Exercice proposé a:
Recopiez fidèlement chaque ligne de l'ensemble des enregistrements, sans reproduire les images.

■ ■ ■ ■

De fil en aiguille, calé sur la conjoncture Philippe a su mener sa barque pour évoluer. Toujours passionné de motos, ce sont les scooters qui ont pu lui permettre de traverser les années compliquées, ainsi que les cycles de tous poils. Une clientèle de fidèles habitués émaillée de l’arrivée régulière de nouveaux clients à pu observer ses capacités d’adaptation et l’astuce avec laquelle il se joue des contraintes techniques. Il a fabriqué de nombreux outils pour parvenir à résoudre tous type de casse-têtes, et élaboré beaucoup de procédures pour simplifier de nombreuses tâches. Détail croustillant : il a bénéficié du stock d’outillage de ses prédécesseurs et grâce à cela a pu répondre à des demandes parmi les plus improbables… (refaire un moteur de moto du début des années cinquante nécessite parfois des outils oubliés) 
Étonnamment, Philippe peut mettre en avant une pédagogie certaine, ce qui n’est pas l’apanage du mécano en général, et rendre limpide une explication technique impliquant une facturation salée. Jamais de hauts cris ! Toujours un  accompagnement teinté d’une bienveillance inattendue. Et puis s’il faut prendre un quart d’heure pour régler le vélo d’un cycliste de passage, on le prend, et avec le sourire !


Philippe, aux manettes !


C’est comme ça que j’ai fait sa connaissance. Non pas à vélo, mais un jour où j’ai eu besoin d’un coup de main pour une sombre histoire de fuite d’huile sur un tube de fourche. A l’époque je n’avais pas les connaissances et l’outillage idoine. Il avait alors pris le temps de m’expliquer quoi faire, ce qui m’avait conduit à démonter mes tubes pour les lui apporter. Lui ayant permis de gagner du temps car je n’étais pas sur son planning, il avait alors reconditionné ma fourche en deux temps trois mouvements. Nous étions restés depuis lors en contact régulier. Je suis ensuite devenu son voisin.

J’aime particulièrement voir passer dans la rue Philippe au guidon de motos et scooters qu’il vient de « terminer », pour valider par un essai ses interventions. Concentré, l’œil sur la route et l’oreille sur la mécanique, Philippe gratifie les passants du quartier d’un signe de la main accompagné d’un grand sourire. En le voyant passer Le « tout » s’inscrit dans la normalité : la coiffeuse, le carrossier automobile, le bureau d’études, la sandwicherie kébab… Les saisons. Le bonjour des gens du quartier. Quartier réduit à une vie de village en définitive, l’anonymat citadin disparaissant pour peu que l’on s’intéresse à son prochain. La vie quoi !


 
Philippe, au téléphone...

■ ■ ■ ■

Exercice proposé b:
D'après l'extrait consacré à Philippe, qu'est-ce qui lui a permis de répondre à des demandes parmi les plus improbables ? Répondez en une à trois phrases.

[Données collectées]
■ ■ ■ ■

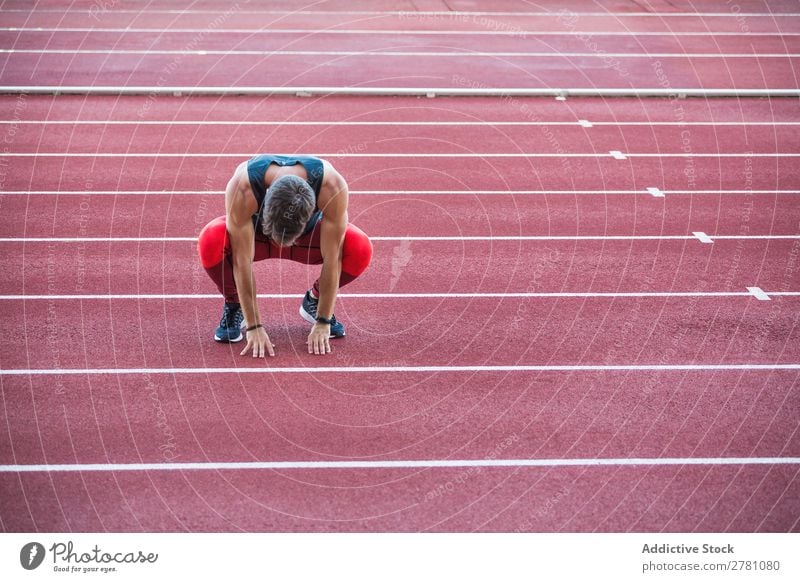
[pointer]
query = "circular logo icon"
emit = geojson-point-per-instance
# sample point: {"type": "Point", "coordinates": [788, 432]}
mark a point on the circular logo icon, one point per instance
{"type": "Point", "coordinates": [31, 555]}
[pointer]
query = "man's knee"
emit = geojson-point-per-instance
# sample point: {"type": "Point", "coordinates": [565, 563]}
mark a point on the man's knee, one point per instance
{"type": "Point", "coordinates": [357, 252]}
{"type": "Point", "coordinates": [211, 242]}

■ ■ ■ ■

Réponse à l'exercice a:
[pointer]
query = "circular logo icon"
emit = geojson-point-per-instance
# sample point: {"type": "Point", "coordinates": [788, 432]}
mark a point on the circular logo icon, one point per instance
{"type": "Point", "coordinates": [31, 555]}
[pointer]
query = "man's knee"
emit = geojson-point-per-instance
# sample point: {"type": "Point", "coordinates": [565, 563]}
mark a point on the man's knee, one point per instance
{"type": "Point", "coordinates": [357, 252]}
{"type": "Point", "coordinates": [211, 242]}

Réponse à l'exercice b:
Il a bénéficié du stock d'outillage de ses prédécesseurs. Or refaire un moteur de moto du début des années cinquante nécessite parfois des outils oubliés.